=== DESCRIPTION OF THE TASK ===
Restate all of the entries exactly. Any picture in them should be skipped.
Segment Start: MATERIAL FOR THIS EXERCISE
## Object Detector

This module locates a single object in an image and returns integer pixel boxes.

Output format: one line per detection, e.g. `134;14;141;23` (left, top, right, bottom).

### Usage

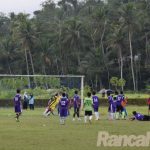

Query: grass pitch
0;106;149;150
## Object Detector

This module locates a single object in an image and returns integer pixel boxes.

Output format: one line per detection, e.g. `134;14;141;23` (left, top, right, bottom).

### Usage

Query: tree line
0;0;150;91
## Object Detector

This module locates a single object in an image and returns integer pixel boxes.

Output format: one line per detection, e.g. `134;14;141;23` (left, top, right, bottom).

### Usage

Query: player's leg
15;113;19;121
59;109;63;124
77;107;81;120
109;105;114;120
60;117;63;124
94;110;97;120
108;105;111;120
84;111;88;123
51;109;55;115
110;106;115;120
60;109;66;125
89;111;93;123
95;107;100;120
31;104;34;110
16;112;21;121
121;106;125;119
60;117;65;125
115;105;120;119
124;107;128;117
73;107;76;121
143;115;150;121
43;107;48;116
61;109;68;125
29;104;32;110
94;108;97;120
57;105;60;115
15;106;21;121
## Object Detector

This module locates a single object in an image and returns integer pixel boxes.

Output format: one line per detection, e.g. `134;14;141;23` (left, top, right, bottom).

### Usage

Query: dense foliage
0;0;150;91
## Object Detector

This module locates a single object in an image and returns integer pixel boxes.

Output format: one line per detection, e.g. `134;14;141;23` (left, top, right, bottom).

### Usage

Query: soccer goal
0;74;85;107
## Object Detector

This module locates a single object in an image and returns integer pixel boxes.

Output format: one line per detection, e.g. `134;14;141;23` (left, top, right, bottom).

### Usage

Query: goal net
0;74;84;107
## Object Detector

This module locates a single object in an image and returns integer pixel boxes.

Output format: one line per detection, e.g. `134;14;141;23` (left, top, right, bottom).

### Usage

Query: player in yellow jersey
43;93;61;117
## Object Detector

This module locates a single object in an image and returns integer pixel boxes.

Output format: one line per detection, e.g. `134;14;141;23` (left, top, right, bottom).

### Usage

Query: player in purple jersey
13;89;22;122
107;93;116;120
130;111;150;121
59;93;69;125
92;91;100;120
73;91;81;121
115;91;127;119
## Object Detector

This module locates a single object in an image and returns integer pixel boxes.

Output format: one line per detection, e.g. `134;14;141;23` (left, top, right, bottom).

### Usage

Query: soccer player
73;90;81;121
43;93;61;117
84;92;93;123
59;93;69;125
29;94;34;110
13;89;22;122
108;93;116;120
130;111;150;121
120;92;128;119
50;93;61;114
23;91;28;109
117;91;126;119
92;91;100;120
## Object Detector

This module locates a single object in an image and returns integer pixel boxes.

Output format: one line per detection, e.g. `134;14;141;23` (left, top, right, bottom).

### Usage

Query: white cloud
0;0;48;15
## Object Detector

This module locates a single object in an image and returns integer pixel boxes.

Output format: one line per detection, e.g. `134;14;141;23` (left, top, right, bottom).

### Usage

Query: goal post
0;74;85;107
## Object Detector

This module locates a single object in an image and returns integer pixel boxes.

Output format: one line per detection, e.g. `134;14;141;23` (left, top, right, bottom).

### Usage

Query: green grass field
0;106;149;150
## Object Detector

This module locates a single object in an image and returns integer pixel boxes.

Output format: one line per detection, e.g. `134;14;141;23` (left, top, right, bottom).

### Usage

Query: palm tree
119;3;138;91
11;13;37;87
90;6;111;87
61;18;88;66
107;24;125;90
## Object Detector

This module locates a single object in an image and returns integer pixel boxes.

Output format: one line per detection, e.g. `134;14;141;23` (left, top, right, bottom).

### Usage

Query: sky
0;0;106;16
0;0;55;15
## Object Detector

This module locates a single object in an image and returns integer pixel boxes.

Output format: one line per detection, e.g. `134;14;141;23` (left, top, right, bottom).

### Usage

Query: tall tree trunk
29;50;37;87
58;20;64;75
25;48;30;88
145;33;150;66
43;65;48;89
7;58;12;74
135;61;138;91
119;46;123;91
95;74;98;91
129;30;136;91
100;20;110;88
100;20;107;55
55;55;59;74
28;50;35;75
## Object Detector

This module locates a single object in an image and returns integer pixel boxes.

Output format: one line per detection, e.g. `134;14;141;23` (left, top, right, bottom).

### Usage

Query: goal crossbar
0;74;84;78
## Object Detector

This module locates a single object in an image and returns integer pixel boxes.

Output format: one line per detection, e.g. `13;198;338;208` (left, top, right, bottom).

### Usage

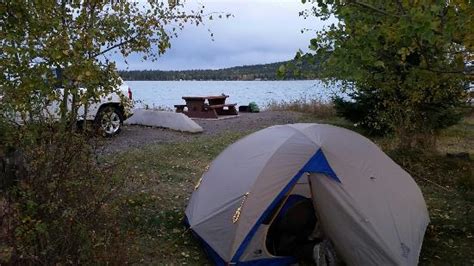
Segment End: MATERIAL FOR THIS EXERCISE
=== SOLUTION TO THE PROBLEM ===
## Object Detector

This module locates a single object in an image and returns integer pixel boxes.

Output format: one line per detection, e.g. `134;14;141;23` (left, top, right, bottom).

### Usage


Query: grass pitch
0;106;149;150
## Object Detector

This module locates a single object in an image and returns integer pixel boxes.

Output format: one line per detection, e.g. `134;14;141;23` (left, top, right, bottom).

### Usage

Query: tree line
0;0;150;91
## Object Detector

This module locates a single object in an image and returns integer pixel boxes.

Output format: one line per detection, e.g. `134;14;141;23` (left, top, right, bottom).

### Usage

Query: player's leg
15;113;19;121
59;109;63;124
77;107;81;120
109;105;114;120
60;117;63;124
94;110;97;120
108;105;111;120
84;111;88;123
51;109;55;115
110;106;115;120
60;109;66;125
89;111;93;123
95;107;100;120
31;104;34;110
16;112;21;121
121;106;125;119
60;117;65;125
115;105;120;119
124;107;128;117
73;107;76;121
143;115;150;121
43;107;48;116
61;109;68;125
29;104;32;110
94;108;97;120
57;105;60;115
15;106;21;121
## Object Detector

This module locates a single object in an image and returns integer pixel boxes.

Output format: one line per detection, e.g. `134;14;141;23` (left, top, right, bottom).

### Usage

Query: dense foliage
0;0;150;91
## Object Detector

This module locates a single object in an image and returns integer pixel boxes.

Output format: one line per detection, e.g. `134;14;141;23` (left, top, right, bottom).

### Usage

Query: soccer goal
0;74;85;107
## Object Detector

This module locates a single object in an image and returns integer pixel boxes.

Output format: one line per detection, e.g. `134;14;141;23` (left, top, right, bottom).

### Usage

Query: goal net
0;74;84;107
## Object Detector

This module locates a single object in an image and returns integer pixel boxes.

Output format: one line per detection, e.g. `134;14;141;23` (left, top, right, bottom).

### Usage

Query: player in yellow jersey
43;93;61;117
## Object Detector

This module locates a single object in an image and returns integer pixel boxes.

Output format: one line per detection, e.g. `134;14;141;23` (left, top, right, bottom).

### Usage

Query: player in purple jersey
13;89;22;122
107;93;116;120
130;111;150;121
59;93;69;125
92;91;100;120
73;91;81;121
115;91;127;119
## Object Detector

This module locates a single object in an image and returns integer pixel boxes.

Output format: one line per detection, e.g. `134;14;141;23` (left, top, right, bottom).

### Usage

Query: soccer player
73;90;81;121
43;93;61;117
84;92;93;123
59;93;69;125
29;94;34;110
13;89;22;122
108;93;116;120
130;111;150;121
120;92;128;119
50;93;61;114
23;91;28;109
117;91;126;119
92;91;100;120
## Object Detector

This module locates a single object in an image and returns integer pixel boxes.

Output format: one line per detection, e.g. `134;14;141;23` (left, top, right, bottom).

### Usage

Query: white cloud
0;0;48;15
## Object Detector

This module locates a single object in an image and returns integer pixel boxes.

Output format: one line per detection, e.g. `134;14;141;23` (left, top, right, bottom).

### Usage

Query: goal post
0;74;85;107
## Object Detector

This module locates a single object in an image and returns integer pixel boxes.

Output format: one line per detection, e.g. `134;14;141;23` (left, top, right, bottom).

### Usage

Query: green grass field
0;106;149;150
## Object Detector

This module locates a single object in an image and returns integer pixel boxes.

Output format: one line per detection, e.g. `134;14;141;23` (left, top, right, bottom).

### Usage

Query: palm tree
119;3;138;91
11;13;37;87
90;6;111;87
61;18;88;66
107;24;125;90
## Object Detector

This module locates a single object in an image and returns integer pixel boxes.

Output format: one line per detection, e.g. `134;14;141;23` (left, top, right, bottom).

### Usage

Query: sky
0;0;106;16
0;0;55;15
## Object Detector

This module locates a single object in an image and returns integer pixel boxes.

Output format: one line per detection, e.g. `134;14;141;23` (left, top, right, bottom).

### Usage

Query: tall tree trunk
29;50;37;87
58;20;64;75
25;48;30;88
145;33;150;66
43;65;48;89
7;58;12;74
135;61;138;91
119;46;123;91
95;74;98;91
129;30;136;91
100;20;110;88
100;20;107;55
55;55;59;74
28;50;35;75
## Object Detector

This module locates a single object in an image and returns integer pixel boxes.

Output format: one line per detection, e.g. `134;14;141;23` (left, top, right, bottom).

### Usage

Query: goal crossbar
0;74;84;78
## Object Detector

This module locates a single object in an image and returns integer pixel boxes.

Output format: one line per detection, e.g. `13;198;338;208` (left, top, right, bottom).

### Usage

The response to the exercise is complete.